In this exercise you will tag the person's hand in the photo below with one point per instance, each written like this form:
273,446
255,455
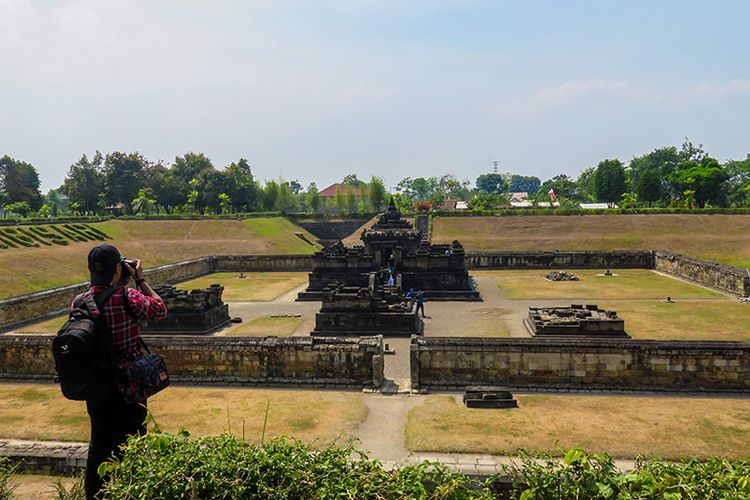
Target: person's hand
138,274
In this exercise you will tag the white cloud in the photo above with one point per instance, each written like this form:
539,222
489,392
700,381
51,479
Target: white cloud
575,90
734,88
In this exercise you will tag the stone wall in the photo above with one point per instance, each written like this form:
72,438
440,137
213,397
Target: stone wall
451,363
623,259
713,274
31,307
265,361
37,306
331,230
262,263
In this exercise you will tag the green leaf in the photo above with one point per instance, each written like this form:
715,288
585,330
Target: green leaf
103,469
574,455
605,490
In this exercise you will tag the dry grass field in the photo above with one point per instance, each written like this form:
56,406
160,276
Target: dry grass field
638,296
254,287
625,427
592,284
36,411
684,320
155,242
264,327
37,487
724,238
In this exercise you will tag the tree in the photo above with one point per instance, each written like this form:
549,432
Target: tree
351,199
19,207
285,201
55,201
312,198
704,179
351,180
340,200
377,193
738,183
609,181
270,194
563,186
85,183
144,203
123,178
492,183
225,203
585,188
648,187
519,183
242,188
19,181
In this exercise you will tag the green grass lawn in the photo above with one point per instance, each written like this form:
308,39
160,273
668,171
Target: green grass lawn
49,327
156,242
623,426
40,412
684,320
262,327
254,287
627,284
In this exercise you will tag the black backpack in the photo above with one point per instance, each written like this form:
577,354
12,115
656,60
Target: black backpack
84,352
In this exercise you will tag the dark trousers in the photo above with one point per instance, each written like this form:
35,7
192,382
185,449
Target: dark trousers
420,307
112,420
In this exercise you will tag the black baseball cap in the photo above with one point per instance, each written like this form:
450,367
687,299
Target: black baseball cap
103,260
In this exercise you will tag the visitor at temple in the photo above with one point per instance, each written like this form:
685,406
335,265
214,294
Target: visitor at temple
112,419
419,298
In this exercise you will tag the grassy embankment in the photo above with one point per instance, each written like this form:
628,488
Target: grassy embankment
722,238
155,242
623,426
639,297
36,411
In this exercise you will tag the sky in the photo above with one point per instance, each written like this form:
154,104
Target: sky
315,90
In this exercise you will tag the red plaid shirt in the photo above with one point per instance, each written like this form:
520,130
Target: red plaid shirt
123,321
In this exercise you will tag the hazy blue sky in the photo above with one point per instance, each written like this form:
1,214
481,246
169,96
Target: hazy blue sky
317,89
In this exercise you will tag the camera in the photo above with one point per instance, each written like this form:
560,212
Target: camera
131,262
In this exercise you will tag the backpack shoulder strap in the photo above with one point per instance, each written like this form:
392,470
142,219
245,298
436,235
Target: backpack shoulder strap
126,302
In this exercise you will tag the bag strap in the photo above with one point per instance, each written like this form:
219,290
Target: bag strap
126,302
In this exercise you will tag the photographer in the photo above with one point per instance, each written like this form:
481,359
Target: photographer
112,420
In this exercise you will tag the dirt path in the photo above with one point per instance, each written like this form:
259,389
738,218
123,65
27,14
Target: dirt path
383,433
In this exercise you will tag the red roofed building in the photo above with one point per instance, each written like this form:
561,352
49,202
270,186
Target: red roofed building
330,191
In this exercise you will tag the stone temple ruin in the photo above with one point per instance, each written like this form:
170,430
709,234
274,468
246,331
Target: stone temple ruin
393,243
367,312
575,321
198,312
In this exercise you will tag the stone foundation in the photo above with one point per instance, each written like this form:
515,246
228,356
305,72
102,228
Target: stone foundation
199,312
452,363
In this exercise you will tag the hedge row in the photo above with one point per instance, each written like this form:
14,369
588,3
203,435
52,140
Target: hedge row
161,465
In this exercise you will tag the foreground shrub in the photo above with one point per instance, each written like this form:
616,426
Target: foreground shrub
589,476
6,470
168,466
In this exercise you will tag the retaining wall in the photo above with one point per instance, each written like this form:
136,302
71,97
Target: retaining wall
261,361
626,259
37,306
451,363
332,229
23,309
733,279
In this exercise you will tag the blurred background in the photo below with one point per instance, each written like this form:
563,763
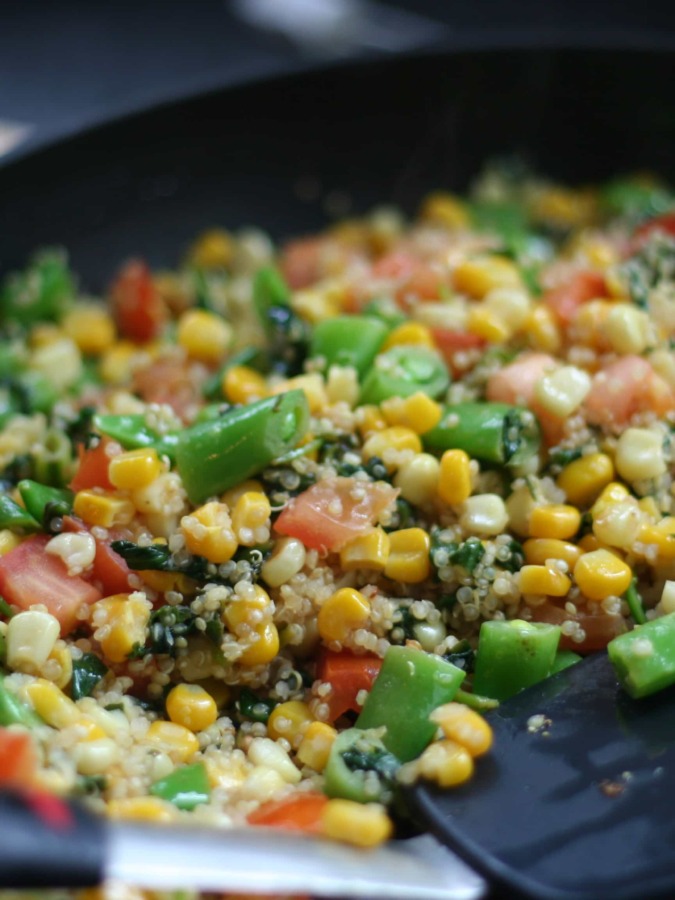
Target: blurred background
68,64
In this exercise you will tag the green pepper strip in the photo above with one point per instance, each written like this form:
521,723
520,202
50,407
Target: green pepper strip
513,655
214,456
644,658
14,516
409,686
132,432
491,432
185,788
404,370
348,341
360,768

+ + +

# Work item
In the entries above, how many lines include the word "below"? Give only that number.

# Reply to the exercise
2